## The problem
Can you quote exactly the stretch of lines from the one with "net. Keep to one point per instance." through the final line of the material, both ends included?

# Records shown start

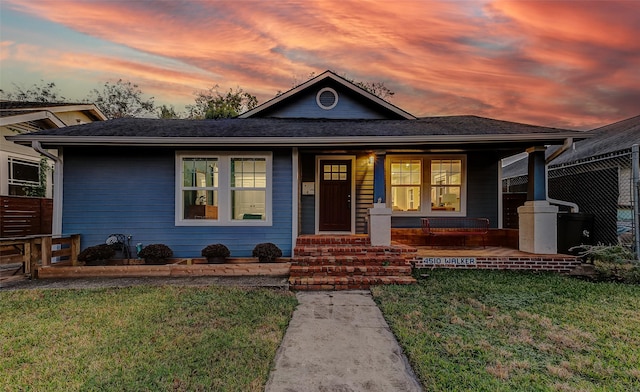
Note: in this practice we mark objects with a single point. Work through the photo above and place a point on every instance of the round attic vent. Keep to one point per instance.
(327, 98)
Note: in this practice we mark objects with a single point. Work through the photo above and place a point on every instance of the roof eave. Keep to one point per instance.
(26, 139)
(32, 116)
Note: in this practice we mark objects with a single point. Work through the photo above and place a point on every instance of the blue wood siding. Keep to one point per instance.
(347, 108)
(482, 191)
(133, 192)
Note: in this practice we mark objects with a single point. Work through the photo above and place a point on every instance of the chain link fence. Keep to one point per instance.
(603, 188)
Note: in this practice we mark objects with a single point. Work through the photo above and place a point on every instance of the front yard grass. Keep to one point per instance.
(141, 338)
(510, 331)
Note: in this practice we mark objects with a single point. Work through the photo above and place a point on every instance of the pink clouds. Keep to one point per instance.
(544, 62)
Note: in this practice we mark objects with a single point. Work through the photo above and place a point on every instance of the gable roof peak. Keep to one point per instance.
(324, 76)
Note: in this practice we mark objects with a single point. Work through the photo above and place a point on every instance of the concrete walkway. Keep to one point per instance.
(339, 342)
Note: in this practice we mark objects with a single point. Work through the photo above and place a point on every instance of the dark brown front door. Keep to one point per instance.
(335, 195)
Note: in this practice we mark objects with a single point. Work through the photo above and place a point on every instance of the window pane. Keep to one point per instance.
(406, 172)
(446, 172)
(248, 204)
(405, 198)
(445, 198)
(200, 172)
(200, 204)
(25, 172)
(248, 173)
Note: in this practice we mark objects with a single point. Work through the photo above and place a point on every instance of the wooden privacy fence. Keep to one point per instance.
(24, 216)
(21, 256)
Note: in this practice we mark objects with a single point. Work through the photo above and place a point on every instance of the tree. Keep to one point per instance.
(167, 112)
(121, 99)
(376, 88)
(211, 104)
(45, 92)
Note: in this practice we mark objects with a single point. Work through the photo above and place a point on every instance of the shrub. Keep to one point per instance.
(96, 253)
(216, 250)
(604, 253)
(613, 263)
(267, 252)
(155, 253)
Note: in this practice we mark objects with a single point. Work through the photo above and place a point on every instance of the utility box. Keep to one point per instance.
(574, 229)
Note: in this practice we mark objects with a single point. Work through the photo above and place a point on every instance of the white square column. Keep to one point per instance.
(538, 230)
(380, 225)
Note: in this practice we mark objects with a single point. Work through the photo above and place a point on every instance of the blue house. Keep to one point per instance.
(311, 161)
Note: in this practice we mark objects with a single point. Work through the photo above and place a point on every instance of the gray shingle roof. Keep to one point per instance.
(270, 127)
(609, 139)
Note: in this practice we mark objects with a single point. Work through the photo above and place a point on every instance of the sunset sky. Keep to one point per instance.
(571, 64)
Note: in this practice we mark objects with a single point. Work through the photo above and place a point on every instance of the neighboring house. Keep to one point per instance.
(596, 175)
(310, 161)
(21, 164)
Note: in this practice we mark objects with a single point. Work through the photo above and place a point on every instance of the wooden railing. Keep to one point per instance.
(23, 216)
(26, 253)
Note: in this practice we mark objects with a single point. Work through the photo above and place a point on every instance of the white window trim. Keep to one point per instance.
(425, 201)
(224, 189)
(23, 161)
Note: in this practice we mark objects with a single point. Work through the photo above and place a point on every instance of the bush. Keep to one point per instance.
(267, 252)
(155, 253)
(215, 250)
(611, 263)
(96, 253)
(604, 253)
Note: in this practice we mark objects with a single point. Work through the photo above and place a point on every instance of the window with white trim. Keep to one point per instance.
(22, 174)
(223, 189)
(427, 184)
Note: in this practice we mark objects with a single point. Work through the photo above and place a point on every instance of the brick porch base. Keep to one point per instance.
(347, 262)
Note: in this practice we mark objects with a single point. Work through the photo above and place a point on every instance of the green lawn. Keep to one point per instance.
(141, 338)
(508, 331)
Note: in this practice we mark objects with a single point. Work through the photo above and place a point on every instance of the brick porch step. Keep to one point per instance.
(348, 260)
(345, 283)
(343, 270)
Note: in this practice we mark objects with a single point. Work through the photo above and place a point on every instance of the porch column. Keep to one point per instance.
(379, 215)
(380, 225)
(537, 218)
(379, 193)
(537, 184)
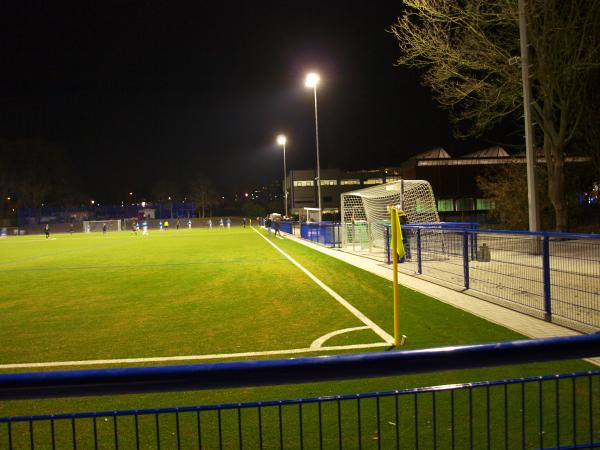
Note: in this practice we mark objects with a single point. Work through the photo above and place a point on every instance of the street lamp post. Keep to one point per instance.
(282, 140)
(312, 80)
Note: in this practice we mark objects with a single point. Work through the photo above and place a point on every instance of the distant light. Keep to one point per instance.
(312, 79)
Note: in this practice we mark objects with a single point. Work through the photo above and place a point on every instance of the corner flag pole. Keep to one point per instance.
(394, 222)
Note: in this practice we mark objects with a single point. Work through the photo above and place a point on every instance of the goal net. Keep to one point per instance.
(366, 212)
(90, 226)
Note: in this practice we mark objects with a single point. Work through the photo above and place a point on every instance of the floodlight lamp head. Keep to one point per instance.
(312, 79)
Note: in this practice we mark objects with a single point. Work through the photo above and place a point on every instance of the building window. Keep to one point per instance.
(304, 183)
(484, 204)
(464, 204)
(445, 205)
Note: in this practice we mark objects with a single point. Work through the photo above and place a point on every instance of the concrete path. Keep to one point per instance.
(521, 323)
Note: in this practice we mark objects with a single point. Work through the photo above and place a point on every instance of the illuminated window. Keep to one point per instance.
(485, 204)
(464, 204)
(304, 183)
(445, 205)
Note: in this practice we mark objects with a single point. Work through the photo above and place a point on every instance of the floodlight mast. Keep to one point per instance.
(282, 140)
(312, 80)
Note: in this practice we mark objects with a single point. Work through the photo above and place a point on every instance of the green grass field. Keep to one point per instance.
(191, 293)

# Records shown end

## Task response
Note: in this practice we mark objects with a single point. Work through the photo above and place a point on every instance of the goal net. Keep to one point per instance.
(366, 212)
(90, 226)
Note: in this practice we mark objects with a single point. Work through the photo above and place a point on every instance of the floodlight lamp head. Keep to one point per instance.
(312, 79)
Note: in this practice we mark objects with a single point. Work through the photo above and place a point on every instance of the building window. Keep to one point per instance.
(304, 183)
(484, 204)
(464, 204)
(445, 205)
Note: in this practice we mark objects with a single point. Work through the photo above and place a point on every instance of the concrete path. Keep to one point per instance.
(521, 323)
Note: in this practice we mark objects with a single point. Work through the photo above and place a point on every instance of the illuminated window. Keep to one point per instance.
(485, 204)
(464, 204)
(304, 183)
(445, 205)
Note: in this practice we mark objects with a single point. Work through the photo above and place a point on every instance of the floodlight mast. Keep to one point per instance.
(282, 140)
(312, 80)
Note: in this practice we mark objects with a single point. Work through the photo above and place a point on every instance of the green grass field. Keep to one point per instance.
(191, 293)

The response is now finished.